## start Dataset rows

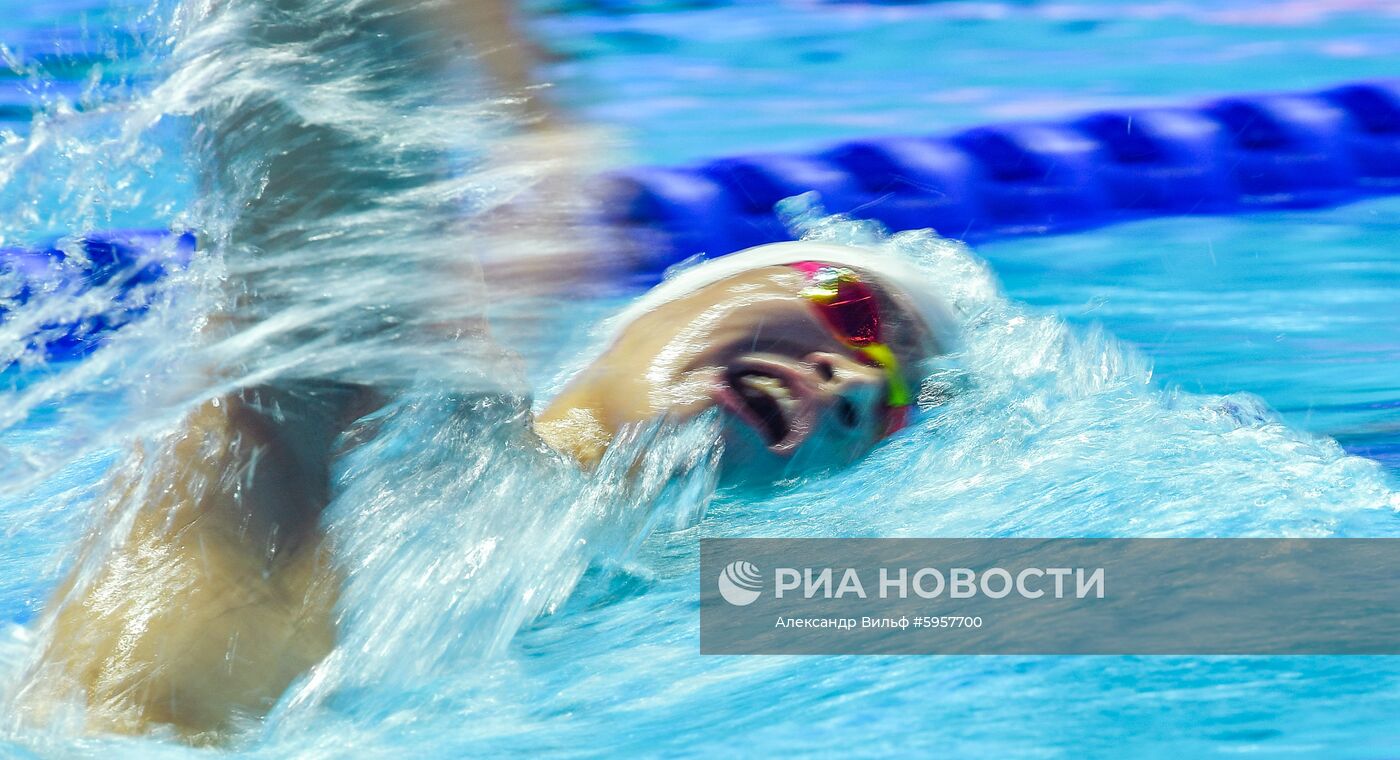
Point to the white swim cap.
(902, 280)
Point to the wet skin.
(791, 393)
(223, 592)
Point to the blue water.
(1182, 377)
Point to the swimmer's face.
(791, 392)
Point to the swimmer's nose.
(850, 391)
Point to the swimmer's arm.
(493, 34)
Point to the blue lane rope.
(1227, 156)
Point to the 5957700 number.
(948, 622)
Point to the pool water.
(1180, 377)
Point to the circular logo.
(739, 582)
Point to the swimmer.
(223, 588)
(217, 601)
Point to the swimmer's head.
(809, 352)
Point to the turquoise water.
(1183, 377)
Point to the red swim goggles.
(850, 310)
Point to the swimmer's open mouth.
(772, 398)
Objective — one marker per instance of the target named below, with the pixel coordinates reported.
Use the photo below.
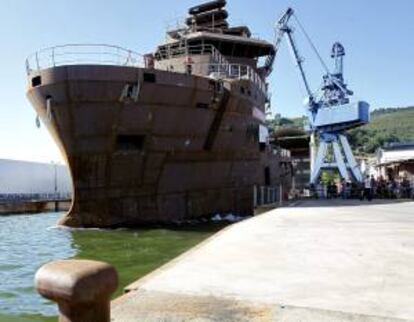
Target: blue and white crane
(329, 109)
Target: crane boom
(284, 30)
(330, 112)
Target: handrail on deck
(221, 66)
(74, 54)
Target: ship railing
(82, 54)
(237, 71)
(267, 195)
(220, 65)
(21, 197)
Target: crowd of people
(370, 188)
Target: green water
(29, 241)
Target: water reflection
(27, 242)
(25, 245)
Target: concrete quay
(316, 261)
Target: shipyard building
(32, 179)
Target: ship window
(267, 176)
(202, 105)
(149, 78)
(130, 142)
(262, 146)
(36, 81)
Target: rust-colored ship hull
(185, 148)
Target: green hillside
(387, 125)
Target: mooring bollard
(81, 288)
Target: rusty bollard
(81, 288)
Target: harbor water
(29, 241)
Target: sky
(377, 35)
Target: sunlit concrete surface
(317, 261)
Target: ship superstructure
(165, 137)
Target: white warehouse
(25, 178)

## end Dataset rows

■ **Problem to solve**
Reproduce the records above exactly, starting with the line that contains "Target: crowd of people" and ending with the last line.

■ **Correct answer**
Target: crowd of people
(370, 188)
Target: green water
(29, 241)
Target: water reflection
(27, 242)
(25, 245)
Target: concrete quay
(316, 261)
Target: shipyard building
(32, 179)
Target: ship window
(267, 176)
(202, 105)
(149, 78)
(130, 142)
(262, 146)
(36, 81)
Target: rust-colored ship hull
(185, 148)
Target: green hillside
(387, 125)
Target: mooring bollard
(81, 288)
Target: rusty bollard
(81, 288)
Target: harbor water
(29, 241)
Target: sky
(377, 35)
Target: sunlit concrete surface
(317, 261)
Target: ship superstructure
(165, 137)
Target: white warehouse
(25, 178)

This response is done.